TRY IT » Which lines in the listing below contain the word "small"? Copy each one.

##### RECORDS FOR THIS EXERCISE

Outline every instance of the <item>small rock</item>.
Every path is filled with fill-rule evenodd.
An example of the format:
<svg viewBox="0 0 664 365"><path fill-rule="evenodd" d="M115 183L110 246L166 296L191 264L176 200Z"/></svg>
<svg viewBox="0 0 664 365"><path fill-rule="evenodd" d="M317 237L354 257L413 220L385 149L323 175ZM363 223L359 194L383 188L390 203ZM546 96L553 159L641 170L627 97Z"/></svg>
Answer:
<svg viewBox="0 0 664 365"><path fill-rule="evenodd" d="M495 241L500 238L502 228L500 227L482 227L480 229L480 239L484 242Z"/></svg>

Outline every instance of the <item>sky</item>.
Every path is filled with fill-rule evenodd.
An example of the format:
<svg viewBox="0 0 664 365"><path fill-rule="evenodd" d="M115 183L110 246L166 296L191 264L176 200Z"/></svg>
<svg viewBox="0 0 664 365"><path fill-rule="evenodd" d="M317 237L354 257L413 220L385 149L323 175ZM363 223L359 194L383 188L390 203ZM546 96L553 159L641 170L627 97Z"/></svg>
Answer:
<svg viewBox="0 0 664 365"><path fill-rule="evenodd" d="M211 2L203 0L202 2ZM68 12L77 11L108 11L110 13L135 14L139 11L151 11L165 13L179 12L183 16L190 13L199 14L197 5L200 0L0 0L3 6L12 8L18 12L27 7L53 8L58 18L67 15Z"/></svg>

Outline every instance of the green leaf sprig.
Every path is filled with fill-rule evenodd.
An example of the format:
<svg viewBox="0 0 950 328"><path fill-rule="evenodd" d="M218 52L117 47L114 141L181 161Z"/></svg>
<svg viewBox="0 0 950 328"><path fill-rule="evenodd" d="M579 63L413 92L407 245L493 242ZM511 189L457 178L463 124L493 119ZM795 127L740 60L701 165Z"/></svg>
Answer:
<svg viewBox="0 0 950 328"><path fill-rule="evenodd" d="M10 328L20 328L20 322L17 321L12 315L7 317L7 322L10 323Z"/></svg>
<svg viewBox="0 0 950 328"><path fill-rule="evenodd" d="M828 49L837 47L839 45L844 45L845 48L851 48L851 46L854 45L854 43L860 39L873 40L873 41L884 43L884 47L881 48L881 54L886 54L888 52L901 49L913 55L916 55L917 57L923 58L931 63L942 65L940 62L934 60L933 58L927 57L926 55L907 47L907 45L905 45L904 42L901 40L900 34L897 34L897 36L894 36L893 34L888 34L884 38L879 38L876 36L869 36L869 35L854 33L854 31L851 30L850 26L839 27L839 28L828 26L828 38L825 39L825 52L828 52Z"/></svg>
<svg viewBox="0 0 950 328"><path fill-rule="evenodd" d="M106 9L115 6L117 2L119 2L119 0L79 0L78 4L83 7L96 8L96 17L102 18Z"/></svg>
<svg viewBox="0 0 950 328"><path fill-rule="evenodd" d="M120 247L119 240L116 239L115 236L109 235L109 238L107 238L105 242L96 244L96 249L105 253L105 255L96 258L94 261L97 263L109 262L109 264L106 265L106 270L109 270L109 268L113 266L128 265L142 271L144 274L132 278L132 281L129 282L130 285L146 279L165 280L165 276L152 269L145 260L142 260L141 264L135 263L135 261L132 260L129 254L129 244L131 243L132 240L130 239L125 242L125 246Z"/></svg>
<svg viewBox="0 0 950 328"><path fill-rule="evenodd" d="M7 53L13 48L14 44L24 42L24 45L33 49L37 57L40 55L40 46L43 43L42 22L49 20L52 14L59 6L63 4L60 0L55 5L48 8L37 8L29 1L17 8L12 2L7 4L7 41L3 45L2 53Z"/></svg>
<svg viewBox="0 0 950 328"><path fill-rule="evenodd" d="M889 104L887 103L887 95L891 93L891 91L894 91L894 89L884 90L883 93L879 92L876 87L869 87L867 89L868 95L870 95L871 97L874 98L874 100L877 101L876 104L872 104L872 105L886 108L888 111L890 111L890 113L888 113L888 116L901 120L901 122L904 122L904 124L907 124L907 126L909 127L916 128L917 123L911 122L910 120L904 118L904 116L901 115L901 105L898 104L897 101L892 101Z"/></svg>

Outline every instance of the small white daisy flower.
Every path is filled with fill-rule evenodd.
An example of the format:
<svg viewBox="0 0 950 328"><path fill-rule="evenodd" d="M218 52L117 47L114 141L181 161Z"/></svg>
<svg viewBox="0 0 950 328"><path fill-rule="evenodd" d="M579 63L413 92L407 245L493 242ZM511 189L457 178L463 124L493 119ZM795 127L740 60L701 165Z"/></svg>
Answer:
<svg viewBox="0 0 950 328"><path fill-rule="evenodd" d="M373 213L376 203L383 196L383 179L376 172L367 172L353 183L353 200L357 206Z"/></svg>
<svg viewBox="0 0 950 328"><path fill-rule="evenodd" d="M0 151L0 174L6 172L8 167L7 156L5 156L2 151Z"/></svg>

##########

YOUR RESPONSE »
Outline every instance of the <item>small rock</item>.
Outline every instance of the small white daisy flower.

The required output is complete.